(Dataset entries)
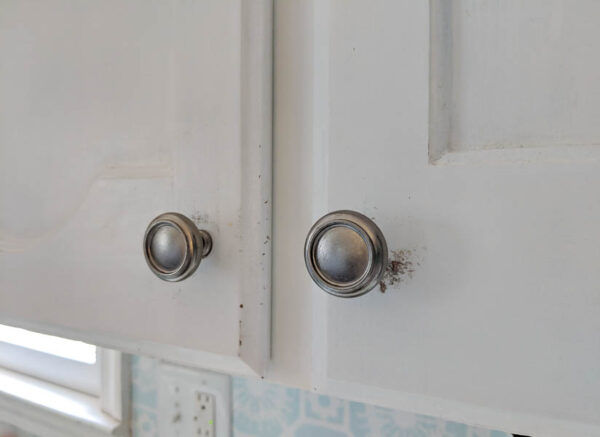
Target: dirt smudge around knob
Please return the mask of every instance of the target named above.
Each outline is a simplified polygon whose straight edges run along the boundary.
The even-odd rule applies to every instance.
[[[190,218],[192,219],[192,221],[198,227],[210,223],[210,219],[208,217],[208,214],[200,214],[200,213],[197,212],[195,214],[192,214]]]
[[[415,269],[420,265],[414,250],[392,250],[383,279],[379,282],[379,290],[385,293],[388,287],[398,288],[400,283],[413,277]]]

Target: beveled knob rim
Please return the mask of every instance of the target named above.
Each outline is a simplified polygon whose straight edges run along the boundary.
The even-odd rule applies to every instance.
[[[185,254],[182,262],[174,269],[163,268],[152,254],[151,244],[156,232],[163,226],[177,229],[186,242]],[[212,250],[212,238],[205,230],[200,230],[194,222],[183,214],[167,212],[155,217],[144,233],[144,257],[150,270],[168,282],[178,282],[192,275],[202,258],[208,256]]]
[[[363,274],[351,282],[336,282],[320,271],[316,249],[321,237],[335,227],[344,226],[364,240],[369,261]],[[370,218],[351,210],[333,211],[311,227],[304,244],[304,262],[313,281],[327,293],[337,297],[357,297],[372,290],[381,281],[388,264],[388,249],[383,233]]]

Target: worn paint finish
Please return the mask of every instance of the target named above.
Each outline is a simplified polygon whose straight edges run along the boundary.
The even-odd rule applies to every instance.
[[[284,113],[276,131],[313,146],[276,158],[301,166],[276,180],[278,208],[297,212],[276,228],[347,208],[376,217],[390,248],[426,250],[416,268],[391,265],[405,272],[397,288],[358,299],[282,281],[275,331],[301,338],[281,342],[280,362],[309,338],[314,390],[525,435],[599,435],[598,3],[309,3],[302,38],[285,40],[299,65],[278,76],[297,122]],[[286,241],[275,259],[301,250]]]
[[[0,321],[262,374],[271,2],[72,6],[2,2]],[[142,253],[167,211],[214,241],[177,284]]]
[[[379,282],[379,291],[385,293],[388,287],[400,288],[402,282],[412,279],[415,269],[420,265],[414,250],[392,250],[383,278]]]

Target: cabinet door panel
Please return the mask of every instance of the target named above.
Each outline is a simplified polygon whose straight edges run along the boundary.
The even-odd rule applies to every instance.
[[[598,4],[316,8],[313,221],[372,217],[401,268],[315,290],[313,387],[599,435]]]
[[[268,3],[1,2],[3,323],[262,372]],[[167,211],[214,241],[179,283],[142,251]]]

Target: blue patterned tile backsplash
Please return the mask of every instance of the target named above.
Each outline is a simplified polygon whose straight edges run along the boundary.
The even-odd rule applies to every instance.
[[[132,359],[133,437],[158,436],[158,361]],[[509,437],[430,416],[234,377],[234,437]]]

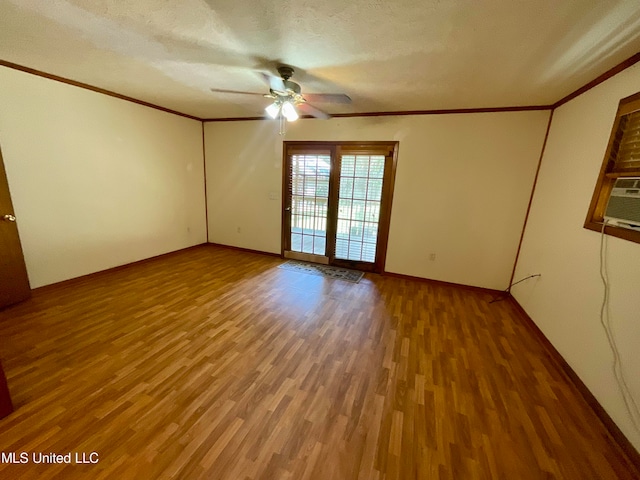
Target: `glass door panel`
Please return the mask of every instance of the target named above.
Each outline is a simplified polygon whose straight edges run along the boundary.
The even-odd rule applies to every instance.
[[[336,259],[375,262],[384,166],[384,155],[341,157]]]
[[[285,256],[328,263],[330,154],[289,156],[290,217]]]

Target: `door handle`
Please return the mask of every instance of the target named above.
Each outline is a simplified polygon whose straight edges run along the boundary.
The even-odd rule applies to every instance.
[[[285,212],[290,212],[291,211],[291,207],[284,207]]]
[[[6,220],[7,222],[15,222],[16,221],[16,217],[14,217],[11,214],[3,215],[2,219]]]

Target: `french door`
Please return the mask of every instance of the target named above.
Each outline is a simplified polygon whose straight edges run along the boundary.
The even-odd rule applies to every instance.
[[[285,142],[286,258],[382,272],[397,142]]]

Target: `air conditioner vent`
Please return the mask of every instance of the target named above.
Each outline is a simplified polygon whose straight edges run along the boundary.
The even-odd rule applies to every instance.
[[[640,177],[616,180],[604,218],[618,227],[640,229]]]

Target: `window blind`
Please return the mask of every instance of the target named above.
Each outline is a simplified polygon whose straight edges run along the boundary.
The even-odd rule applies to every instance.
[[[620,127],[611,151],[612,172],[640,171],[640,110],[620,118]]]

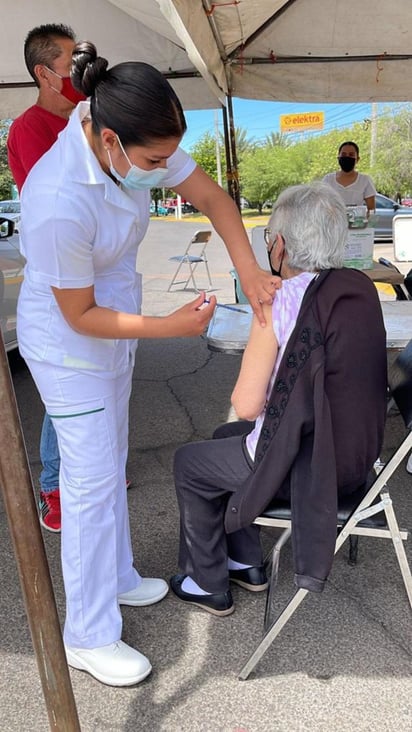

**EXERCISE REQUIREMENTS**
Output all of the records exactly as they appear above, but not the pictures.

**SOLUTION FOR THIS EXERCISE**
Target: dirt smudge around knob
Please return the mask of every instance of the target named above.
Each outline is a simplified polygon whose straight edges run along the boundary.
The even-odd rule applies to every instance.
[[[190,218],[192,219],[192,221],[198,227],[210,223],[210,219],[208,217],[208,214],[200,214],[200,213],[197,212],[195,214],[192,214]]]
[[[415,269],[420,265],[414,250],[392,250],[383,279],[379,282],[379,290],[385,293],[388,287],[398,288],[400,283],[413,277]]]

Target: beveled knob rim
Please return the mask of every instance of the target named above.
Each outline is a simplified polygon whose straight edges run along the boundary.
The even-odd rule applies to every instance.
[[[185,254],[182,262],[174,269],[163,268],[152,254],[151,244],[156,232],[163,226],[177,229],[186,242]],[[212,250],[212,238],[205,230],[200,230],[194,222],[183,214],[167,212],[155,217],[144,233],[144,257],[150,270],[168,282],[178,282],[192,275],[202,258],[208,256]]]
[[[363,274],[351,282],[336,282],[320,271],[316,249],[321,237],[335,227],[344,226],[364,240],[369,261]],[[370,218],[351,210],[333,211],[311,227],[304,244],[304,262],[313,281],[327,293],[337,297],[357,297],[372,290],[381,281],[388,264],[388,249],[383,233]]]

Target: worn paint finish
Please return the mask of every instance of the target named above.
Each outline is a simplified polygon whose straight edges run along the boundary.
The even-odd rule applies to every instance.
[[[284,113],[276,131],[313,146],[276,158],[301,166],[276,180],[278,208],[297,212],[276,228],[347,208],[376,217],[390,248],[426,250],[416,268],[391,265],[405,272],[397,288],[358,299],[282,281],[275,331],[301,338],[281,342],[280,362],[309,338],[314,390],[525,435],[599,435],[598,3],[309,3],[302,38],[285,40],[299,65],[278,76],[297,122]],[[286,241],[275,259],[301,250]]]
[[[0,321],[262,374],[271,2],[72,6],[2,2]],[[142,253],[167,211],[214,241],[177,284]]]
[[[379,282],[379,291],[385,293],[388,287],[400,288],[402,282],[412,279],[415,269],[420,265],[414,250],[392,250],[383,278]]]

Target: cabinet door panel
Please return the mask of every instance of the target named above.
Each outline is a simplified polygon whose straight edges run along the boundary.
The even-odd rule applies to every instance.
[[[598,4],[316,8],[313,221],[372,217],[401,268],[315,290],[313,387],[599,435]]]
[[[268,3],[1,2],[3,323],[262,372]],[[167,211],[214,241],[179,283],[142,251]]]

Target: blue patterned tile backsplash
Please return the mask of every instance of the target named above.
Each outline is a simplified polygon whose straight edges run along the boundary.
The even-odd rule applies to every instance.
[[[132,359],[133,437],[158,436],[158,361]],[[509,437],[430,416],[234,377],[234,437]]]

Target: `glass door panel`
Please return the mask of every instance of the target named above.
Each outline is a simplified polygon whose straight edges run along the boundary.
The even-odd rule applies to every instance.
[[[336,259],[375,262],[384,166],[384,155],[341,157]]]
[[[285,256],[328,263],[330,154],[289,156],[290,217]]]

Target: `door handle`
Please return the mask of every instance of the target named above.
Each outline is a simplified polygon whose straight edges run along the boundary.
The even-odd rule applies to every instance.
[[[285,212],[290,212],[291,211],[291,207],[284,207]]]
[[[6,220],[7,222],[15,222],[16,221],[16,217],[14,217],[11,214],[3,215],[2,219]]]

Target: `french door`
Please return the mask of every instance of the target named above.
Each outline is a simplified polygon whose straight edges run along the boundary.
The even-odd rule applies to every instance.
[[[285,142],[286,258],[382,272],[397,142]]]

Target: `air conditioner vent`
Please return the mask of every instance of the target named above.
Each outline is a simplified polygon whose straight edges run along the boundary.
The even-odd rule applies to every instance.
[[[640,177],[616,180],[604,218],[618,227],[640,229]]]

Target: `window blind`
Please return the mask of every instance of the target named above.
Each outline is a simplified polygon whose straight edges run along the boundary.
The even-odd rule applies to every instance.
[[[620,127],[611,151],[612,172],[640,171],[640,110],[620,118]]]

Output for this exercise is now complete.